• Work to do
In the comment thread extract below, list every person mentioned by name in the paragraph that begins "This is laughable."

=== Extract provided ===

Halshall #299, I think you will find out that everybody wants answers where no one knows the questions. The reason I am confident of the direction the SWP is taking at the moment is because members are beginning to ask questions. That to me means we are not maintaning any status quo either in the leadership or in our vision. Our comrades out there are taking initiatives with others in fightback, whether for jobs, redudancy, racism, homophobia, climate change just to name a few. That doesn’t look like status quo to me. We learn as we go on and hopefully we will end up being a part of a bigger movement than the left sects put together.
Comment by florence durrant — 27 December, 2009 @ 5:13 pm
Re 308. I think Johng is not the only one who has been hitting the bottle…
‘That’s why it’s bizarre for Ger to claim that the SWP, SP etc. are not Leninist’
This is laughable. And typical of the way Ray tries to debate. Like a priest who presents a criticism of the Catholic Church as an attack on God, he tries to merge a criticism of the SWP’s method with a criticism of Leninism per say. Johng tries to pull the same stoke with his references to ‘leninist-bashing’. I don’t see myself engaging ‘leninist-bashing’. I do see myself offering some criticisms of SWP practice within the context of strategy required to build mass socialist currents in 21st century Britain. I know some of the SWP’ers here see themselves as the living incarnation of the Bolsheviks. You’re not. Please read again Le Blanc’s warnings about the dangers of delusions when Leninists create a ‘little organizational universe of their own’. Dave Reily quite rightly makes the same point.
In terms of strategy, there are different fronts. One very important one is the electoral. It would simply represent a big advance for the left if a radical party of the left could emerge. I think there are a million votes out there for such a party. I think Respect is best placed to harness that. I quite like the fact our leader is a hajib wearing Muslim women (in the same way that Cliff’s pitch about the leader of GLA one day being a black lesbian appealed to the romantic in me.) And contrary to Ray might think, it is simply impossible to achieve this task, or even win a single election, without being ‘rooted in the class’ (sic), as he puts it.

=== Listing ===

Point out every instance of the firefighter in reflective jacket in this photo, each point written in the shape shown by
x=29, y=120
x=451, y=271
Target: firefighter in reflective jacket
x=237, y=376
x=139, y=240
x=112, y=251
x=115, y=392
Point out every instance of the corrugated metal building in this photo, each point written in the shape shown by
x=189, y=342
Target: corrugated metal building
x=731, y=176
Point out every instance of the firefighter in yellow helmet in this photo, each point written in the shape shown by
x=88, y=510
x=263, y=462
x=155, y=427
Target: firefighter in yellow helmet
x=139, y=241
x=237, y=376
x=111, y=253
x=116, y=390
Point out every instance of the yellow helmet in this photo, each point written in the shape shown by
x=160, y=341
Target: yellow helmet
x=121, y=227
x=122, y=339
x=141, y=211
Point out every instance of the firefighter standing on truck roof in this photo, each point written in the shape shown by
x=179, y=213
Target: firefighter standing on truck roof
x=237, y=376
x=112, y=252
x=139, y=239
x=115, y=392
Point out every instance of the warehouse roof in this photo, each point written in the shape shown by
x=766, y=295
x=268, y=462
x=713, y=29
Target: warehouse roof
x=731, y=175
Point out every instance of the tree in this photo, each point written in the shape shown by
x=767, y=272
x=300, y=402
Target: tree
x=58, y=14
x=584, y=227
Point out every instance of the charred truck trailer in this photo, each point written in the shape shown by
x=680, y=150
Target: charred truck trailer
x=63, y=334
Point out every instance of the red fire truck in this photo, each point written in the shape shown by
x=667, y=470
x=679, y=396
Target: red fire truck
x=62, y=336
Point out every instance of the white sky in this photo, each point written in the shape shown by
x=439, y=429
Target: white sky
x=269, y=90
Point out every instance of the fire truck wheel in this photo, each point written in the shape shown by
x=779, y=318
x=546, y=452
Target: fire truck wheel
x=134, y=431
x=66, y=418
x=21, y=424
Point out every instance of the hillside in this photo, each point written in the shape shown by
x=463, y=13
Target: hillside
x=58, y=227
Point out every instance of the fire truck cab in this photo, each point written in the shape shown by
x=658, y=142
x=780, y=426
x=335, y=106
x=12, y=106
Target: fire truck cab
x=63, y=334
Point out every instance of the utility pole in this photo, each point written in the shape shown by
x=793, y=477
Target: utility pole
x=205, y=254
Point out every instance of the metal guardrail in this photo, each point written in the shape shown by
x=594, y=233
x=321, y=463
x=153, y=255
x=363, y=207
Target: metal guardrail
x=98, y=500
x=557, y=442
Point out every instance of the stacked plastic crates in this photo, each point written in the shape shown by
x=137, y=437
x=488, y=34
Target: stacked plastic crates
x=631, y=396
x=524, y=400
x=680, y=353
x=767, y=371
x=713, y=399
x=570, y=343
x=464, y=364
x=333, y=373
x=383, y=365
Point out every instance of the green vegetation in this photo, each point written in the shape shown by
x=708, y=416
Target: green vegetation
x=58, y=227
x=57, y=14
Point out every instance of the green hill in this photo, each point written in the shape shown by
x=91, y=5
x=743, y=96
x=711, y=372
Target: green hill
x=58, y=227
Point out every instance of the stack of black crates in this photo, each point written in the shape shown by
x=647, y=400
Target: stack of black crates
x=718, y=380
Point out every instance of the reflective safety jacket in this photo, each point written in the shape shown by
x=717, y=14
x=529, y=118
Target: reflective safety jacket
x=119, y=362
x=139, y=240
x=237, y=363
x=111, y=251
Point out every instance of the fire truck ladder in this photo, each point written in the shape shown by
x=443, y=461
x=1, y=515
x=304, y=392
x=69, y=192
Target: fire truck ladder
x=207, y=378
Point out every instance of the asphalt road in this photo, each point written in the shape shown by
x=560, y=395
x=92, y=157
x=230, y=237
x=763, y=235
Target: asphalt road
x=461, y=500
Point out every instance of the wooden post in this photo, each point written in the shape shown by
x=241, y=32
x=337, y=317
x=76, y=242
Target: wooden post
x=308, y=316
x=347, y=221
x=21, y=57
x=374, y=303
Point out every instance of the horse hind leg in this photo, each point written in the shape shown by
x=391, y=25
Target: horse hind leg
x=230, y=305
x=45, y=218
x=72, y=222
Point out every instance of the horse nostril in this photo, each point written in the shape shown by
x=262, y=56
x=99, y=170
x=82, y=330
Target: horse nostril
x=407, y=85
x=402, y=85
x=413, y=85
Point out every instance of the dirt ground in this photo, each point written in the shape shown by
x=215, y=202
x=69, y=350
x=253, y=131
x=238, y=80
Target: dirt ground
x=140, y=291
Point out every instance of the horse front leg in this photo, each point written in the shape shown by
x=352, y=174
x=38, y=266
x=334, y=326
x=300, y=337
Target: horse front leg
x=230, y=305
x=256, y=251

===

• Result
- Ray
- Johng
- Le Blanc
- Dave Reily